* DATA FOR THIS EXERCISE
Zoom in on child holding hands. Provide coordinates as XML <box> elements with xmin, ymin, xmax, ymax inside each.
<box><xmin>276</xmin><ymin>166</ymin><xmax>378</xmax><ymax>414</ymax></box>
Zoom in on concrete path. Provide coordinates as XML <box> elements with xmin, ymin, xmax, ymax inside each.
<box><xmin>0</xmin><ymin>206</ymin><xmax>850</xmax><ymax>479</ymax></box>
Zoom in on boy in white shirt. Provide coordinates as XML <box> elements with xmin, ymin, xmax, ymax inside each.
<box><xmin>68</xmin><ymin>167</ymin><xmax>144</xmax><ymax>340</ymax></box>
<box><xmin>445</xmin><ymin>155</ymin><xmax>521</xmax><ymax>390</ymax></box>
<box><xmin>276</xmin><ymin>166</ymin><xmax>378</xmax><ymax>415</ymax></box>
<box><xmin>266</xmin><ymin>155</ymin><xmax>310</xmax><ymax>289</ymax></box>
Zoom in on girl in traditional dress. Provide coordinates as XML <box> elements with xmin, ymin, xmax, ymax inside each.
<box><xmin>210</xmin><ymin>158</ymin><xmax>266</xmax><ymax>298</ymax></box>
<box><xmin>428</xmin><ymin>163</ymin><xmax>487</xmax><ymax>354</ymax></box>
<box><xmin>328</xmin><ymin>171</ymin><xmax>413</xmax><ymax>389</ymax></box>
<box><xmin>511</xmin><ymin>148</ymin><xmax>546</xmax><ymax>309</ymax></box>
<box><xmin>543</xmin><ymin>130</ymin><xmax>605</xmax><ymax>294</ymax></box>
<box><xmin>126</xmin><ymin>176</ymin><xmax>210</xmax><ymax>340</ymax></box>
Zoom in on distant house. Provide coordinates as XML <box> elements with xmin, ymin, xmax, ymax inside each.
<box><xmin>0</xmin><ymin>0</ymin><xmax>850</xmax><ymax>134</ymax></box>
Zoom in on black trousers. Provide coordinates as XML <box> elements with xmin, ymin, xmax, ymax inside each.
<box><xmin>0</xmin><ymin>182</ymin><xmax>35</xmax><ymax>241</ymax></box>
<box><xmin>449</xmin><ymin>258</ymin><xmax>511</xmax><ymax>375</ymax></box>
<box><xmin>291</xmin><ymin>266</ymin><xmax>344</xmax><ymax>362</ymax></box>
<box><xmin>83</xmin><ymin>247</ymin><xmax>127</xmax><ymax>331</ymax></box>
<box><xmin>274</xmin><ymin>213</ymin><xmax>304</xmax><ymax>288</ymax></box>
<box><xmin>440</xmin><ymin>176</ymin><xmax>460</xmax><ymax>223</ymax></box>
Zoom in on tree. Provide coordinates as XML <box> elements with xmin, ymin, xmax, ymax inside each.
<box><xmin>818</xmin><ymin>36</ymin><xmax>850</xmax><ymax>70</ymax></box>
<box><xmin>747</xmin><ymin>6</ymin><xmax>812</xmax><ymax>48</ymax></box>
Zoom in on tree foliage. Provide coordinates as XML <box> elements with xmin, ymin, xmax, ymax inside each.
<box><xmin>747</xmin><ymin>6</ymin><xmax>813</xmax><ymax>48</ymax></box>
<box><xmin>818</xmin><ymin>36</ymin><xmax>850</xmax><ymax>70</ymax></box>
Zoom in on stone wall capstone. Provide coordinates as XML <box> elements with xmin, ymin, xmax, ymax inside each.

* TASK DETAILS
Retype everything from the line containing "Zoom in on girl" down to the end of the entries.

* RESULT OF THIS TASK
Zoom in on girl in traditional dress. Provide coordinates as XML <box> elements with xmin, ymin, xmax, ymax inside each.
<box><xmin>210</xmin><ymin>158</ymin><xmax>266</xmax><ymax>298</ymax></box>
<box><xmin>428</xmin><ymin>163</ymin><xmax>487</xmax><ymax>354</ymax></box>
<box><xmin>328</xmin><ymin>171</ymin><xmax>413</xmax><ymax>389</ymax></box>
<box><xmin>511</xmin><ymin>148</ymin><xmax>546</xmax><ymax>309</ymax></box>
<box><xmin>543</xmin><ymin>130</ymin><xmax>605</xmax><ymax>294</ymax></box>
<box><xmin>126</xmin><ymin>176</ymin><xmax>210</xmax><ymax>340</ymax></box>
Zoom in on distant house. Provide coordinates as XML <box> elements with xmin, ymin, xmax, ymax inside each.
<box><xmin>0</xmin><ymin>0</ymin><xmax>850</xmax><ymax>134</ymax></box>
Zoom in on black trousers. Provide coordinates as XML <box> elements with xmin, ymin, xmax, ymax inside each.
<box><xmin>0</xmin><ymin>182</ymin><xmax>35</xmax><ymax>241</ymax></box>
<box><xmin>449</xmin><ymin>258</ymin><xmax>511</xmax><ymax>375</ymax></box>
<box><xmin>291</xmin><ymin>266</ymin><xmax>344</xmax><ymax>362</ymax></box>
<box><xmin>83</xmin><ymin>247</ymin><xmax>127</xmax><ymax>331</ymax></box>
<box><xmin>274</xmin><ymin>213</ymin><xmax>304</xmax><ymax>288</ymax></box>
<box><xmin>440</xmin><ymin>176</ymin><xmax>460</xmax><ymax>223</ymax></box>
Zoom in on tree. Provide coordinates as XML <box> elements with xmin, ymin, xmax, ymax inside each.
<box><xmin>818</xmin><ymin>36</ymin><xmax>850</xmax><ymax>70</ymax></box>
<box><xmin>747</xmin><ymin>6</ymin><xmax>812</xmax><ymax>48</ymax></box>
Zoom in on tree foliage. Provide coordinates as XML <box> elements with xmin, ymin, xmax, ymax inside each.
<box><xmin>747</xmin><ymin>6</ymin><xmax>813</xmax><ymax>48</ymax></box>
<box><xmin>818</xmin><ymin>36</ymin><xmax>850</xmax><ymax>70</ymax></box>
Zoom in on stone wall capstone. Provide coordinates as XML <box> elements with xmin, ymin, xmax, ymax inside each.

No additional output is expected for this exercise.